> EXCERPT PROVIDED
┌──

In situ produced cosmogenic nuclides provide a new technique for constraining exposure ages of glacial deposits. In situ3He and 10Be in quartz sandstone boulders from Arena Valley, southern Victoria Land, Antarctica, provide chronological constraints for a sequence of moraines ("Taylor II-IVb" moraines) related to expansions of Taylor Glacier and the East Antarctic Ice Sheet. Mean 3He ages are 113,000 ± 45,000 yr, 208,000 ± 67,000 yr, 335,000 ± 187,000 yr, and 1.2 ± 0.2 myr, for Taylor II,III,IVa, and IVb moraines, respectively (mean ± 1σ). Corresponding mean 10Be ages for Taylor II and IVb moraines are 117,000 ± 51,000 yr and 2.1 ± 0.1 myr. For the older deposits the 3He ages are probably lower limits due to diffusive loss. Although the exposure ages appear consistent with the few previous age estimates, particularly with an isotope stage 5 age for Taylor II, each moraine exhibits a broad age distribution. The distribution probably results from a variety of factors, which may include prior exposure to cosmic rays, 3He loss, erosion, postdepositional boulder movement, and radiogenic production of 3He. Nonetheless, the exposure ages provide direct chronological constraints for the moraine sequence, and suggest a maximum thickening of Taylor Glacier relative to the present ice surface of ∼500 m since the late Pliocene-early Pleistocene.

└──

> DATASET EXCERPT
┌──

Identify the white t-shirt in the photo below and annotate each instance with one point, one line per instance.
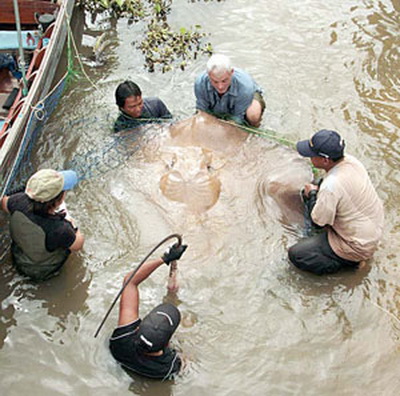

└──

> THE EXERCISE
Copy out the full text on cosmogenic exposure ages of the Arena Valley moraines, word for word, with no changes.

> ANSWER FOR THE TASK
In situ produced cosmogenic nuclides provide a new technique for constraining exposure ages of glacial deposits. In situ3He and 10Be in quartz sandstone boulders from Arena Valley, southern Victoria Land, Antarctica, provide chronological constraints for a sequence of moraines ("Taylor II-IVb" moraines) related to expansions of Taylor Glacier and the East Antarctic Ice Sheet. Mean 3He ages are 113,000 ± 45,000 yr, 208,000 ± 67,000 yr, 335,000 ± 187,000 yr, and 1.2 ± 0.2 myr, for Taylor II,III,IVa, and IVb moraines, respectively (mean ± 1σ). Corresponding mean 10Be ages for Taylor II and IVb moraines are 117,000 ± 51,000 yr and 2.1 ± 0.1 myr. For the older deposits the 3He ages are probably lower limits due to diffusive loss. Although the exposure ages appear consistent with the few previous age estimates, particularly with an isotope stage 5 age for Taylor II, each moraine exhibits a broad age distribution. The distribution probably results from a variety of factors, which may include prior exposure to cosmic rays, 3He loss, erosion, postdepositional boulder movement, and radiogenic production of 3He. Nonetheless, the exposure ages provide direct chronological constraints for the moraine sequence, and suggest a maximum thickening of Taylor Glacier relative to the present ice surface of ∼500 m since the late Pliocene-early Pleistocene.